Content starts

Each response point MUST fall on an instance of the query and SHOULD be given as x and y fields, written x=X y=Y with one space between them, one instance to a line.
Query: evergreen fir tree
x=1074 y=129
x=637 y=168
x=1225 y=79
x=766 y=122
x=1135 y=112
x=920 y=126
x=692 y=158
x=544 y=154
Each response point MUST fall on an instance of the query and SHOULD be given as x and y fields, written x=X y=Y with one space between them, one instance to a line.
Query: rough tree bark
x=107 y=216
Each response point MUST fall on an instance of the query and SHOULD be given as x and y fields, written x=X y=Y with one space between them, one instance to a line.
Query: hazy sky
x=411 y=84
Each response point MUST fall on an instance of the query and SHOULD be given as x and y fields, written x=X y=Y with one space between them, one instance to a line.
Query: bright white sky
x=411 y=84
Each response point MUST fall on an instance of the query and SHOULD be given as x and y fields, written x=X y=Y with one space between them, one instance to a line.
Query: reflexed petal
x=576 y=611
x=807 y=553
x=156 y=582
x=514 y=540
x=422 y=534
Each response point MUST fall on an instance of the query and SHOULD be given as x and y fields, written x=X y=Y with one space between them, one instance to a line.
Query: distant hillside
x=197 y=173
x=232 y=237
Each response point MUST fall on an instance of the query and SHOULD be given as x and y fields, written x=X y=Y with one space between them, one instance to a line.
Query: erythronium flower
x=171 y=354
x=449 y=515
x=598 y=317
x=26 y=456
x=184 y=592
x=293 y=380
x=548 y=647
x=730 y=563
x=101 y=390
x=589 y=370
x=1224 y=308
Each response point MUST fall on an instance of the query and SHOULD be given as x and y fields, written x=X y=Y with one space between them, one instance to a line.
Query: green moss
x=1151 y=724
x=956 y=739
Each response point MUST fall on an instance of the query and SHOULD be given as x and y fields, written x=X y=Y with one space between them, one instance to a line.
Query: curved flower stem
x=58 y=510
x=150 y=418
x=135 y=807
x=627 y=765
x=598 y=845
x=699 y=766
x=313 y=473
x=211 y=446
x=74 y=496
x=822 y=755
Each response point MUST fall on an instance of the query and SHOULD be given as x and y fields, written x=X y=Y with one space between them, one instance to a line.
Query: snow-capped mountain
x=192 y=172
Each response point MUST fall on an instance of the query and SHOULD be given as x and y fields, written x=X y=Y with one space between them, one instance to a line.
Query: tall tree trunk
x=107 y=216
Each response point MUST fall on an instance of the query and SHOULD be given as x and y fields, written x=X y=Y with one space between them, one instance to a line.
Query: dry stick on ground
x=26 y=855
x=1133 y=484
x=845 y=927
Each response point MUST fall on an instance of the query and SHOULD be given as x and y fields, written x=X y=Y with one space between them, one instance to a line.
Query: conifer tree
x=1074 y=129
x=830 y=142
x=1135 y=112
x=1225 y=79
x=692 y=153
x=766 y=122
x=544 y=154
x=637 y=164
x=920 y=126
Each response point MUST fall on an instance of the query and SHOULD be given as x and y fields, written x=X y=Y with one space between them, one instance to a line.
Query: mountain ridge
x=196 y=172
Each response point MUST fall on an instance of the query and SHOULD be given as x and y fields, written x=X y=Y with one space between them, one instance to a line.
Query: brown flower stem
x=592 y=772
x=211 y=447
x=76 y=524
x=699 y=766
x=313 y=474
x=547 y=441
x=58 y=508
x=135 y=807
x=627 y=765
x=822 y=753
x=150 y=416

Content ends

What you need to do.
The full data, transcribed without change, is the expected answer.

Written solution.
Each response point MUST fall on an instance of the query and SHOULD be given as x and y fields, written x=X y=Y with one space between them, one instance to a line.
Query: evergreen fir tree
x=1074 y=129
x=637 y=168
x=1225 y=79
x=766 y=122
x=1135 y=112
x=920 y=126
x=692 y=158
x=544 y=154
Each response point MUST fall on an instance of the query and SHOULD be given as x and y fields, written x=X y=Y with one space between them, one instance to a line.
Query: rough tree bark
x=107 y=216
Each response point MUST fall on an instance of the query and SHOULD be given as x and y fields, written x=X y=Y with one space between them, one instance to a line.
Query: hazy sky
x=411 y=84
Each response point MUST fall on an instance of the query and SHOULD be given as x and y fields, written x=X y=Y with one space between them, one instance to a line.
Query: bright white sky
x=411 y=84
Each response point MUST fall on an instance of the query and SHOULD be given as x and y fields, written x=X y=Y with one space between them, one instance to a line.
Query: reflexed petal
x=576 y=611
x=807 y=553
x=156 y=582
x=514 y=540
x=422 y=534
Each response point MUST fall on an instance of the query and SHOULD be given as x and y fields, written x=X y=Y with one space between them, one instance to a line.
Query: distant hillside
x=197 y=173
x=232 y=237
Each response point MUST fall on an instance of the query and SHOULD be given as x and y fields, written x=X y=Y with one space between them, one instance to a line.
Query: erythronium flower
x=171 y=354
x=449 y=515
x=598 y=317
x=26 y=456
x=184 y=592
x=293 y=380
x=548 y=647
x=730 y=563
x=101 y=390
x=589 y=370
x=1224 y=308
Each response point MUST fall on an instance of the query and SHOULD be given as x and y fields, written x=X y=Y with one space between them, one instance to a line.
Query: green moss
x=1151 y=724
x=956 y=739
Each response point MUST fall on an instance of the query and SHOULD be given as x and y fields, written x=X y=Y with one space between them, one instance to a line.
Query: curved flower stem
x=58 y=510
x=150 y=418
x=135 y=807
x=627 y=765
x=598 y=845
x=699 y=766
x=313 y=473
x=211 y=446
x=74 y=496
x=822 y=755
Each response point MUST fall on an instance of the query and SHOULD be given as x and y fields, written x=X y=Y with one space between them, one instance to a line.
Query: snow-capped mountain
x=192 y=172
Each response point MUST fall on an instance of the query and SHOULD be given as x and y fields, written x=X y=Y with one space between them, one instance to a line.
Query: tall tree trunk
x=107 y=216
Each response point MUST fall on an instance of the query and SHOULD be given as x and y fields, written x=X y=Y with one space between them, one instance to a line.
Query: dry stick on ground
x=26 y=855
x=1133 y=484
x=845 y=927
Each response point MUST fall on an instance of the query and SHOULD be given as x and y fields, written x=X y=Y with one space between them, one instance to a line.
Query: conifer tree
x=1074 y=129
x=830 y=142
x=1135 y=112
x=1225 y=79
x=692 y=153
x=766 y=122
x=544 y=154
x=637 y=164
x=920 y=126
Each response point MUST fall on an instance of the query and SHOULD be given as x and y fields, written x=X y=Y with one space between them, one instance to a line.
Query: mountain ridge
x=196 y=172
Each response point MUST fall on an instance of the query and SHOULD be given as x and y fields, written x=X y=Y with one space between them, one instance to a line.
Query: brown flower stem
x=592 y=772
x=211 y=447
x=76 y=524
x=699 y=766
x=313 y=474
x=547 y=441
x=58 y=508
x=135 y=807
x=627 y=765
x=822 y=753
x=150 y=416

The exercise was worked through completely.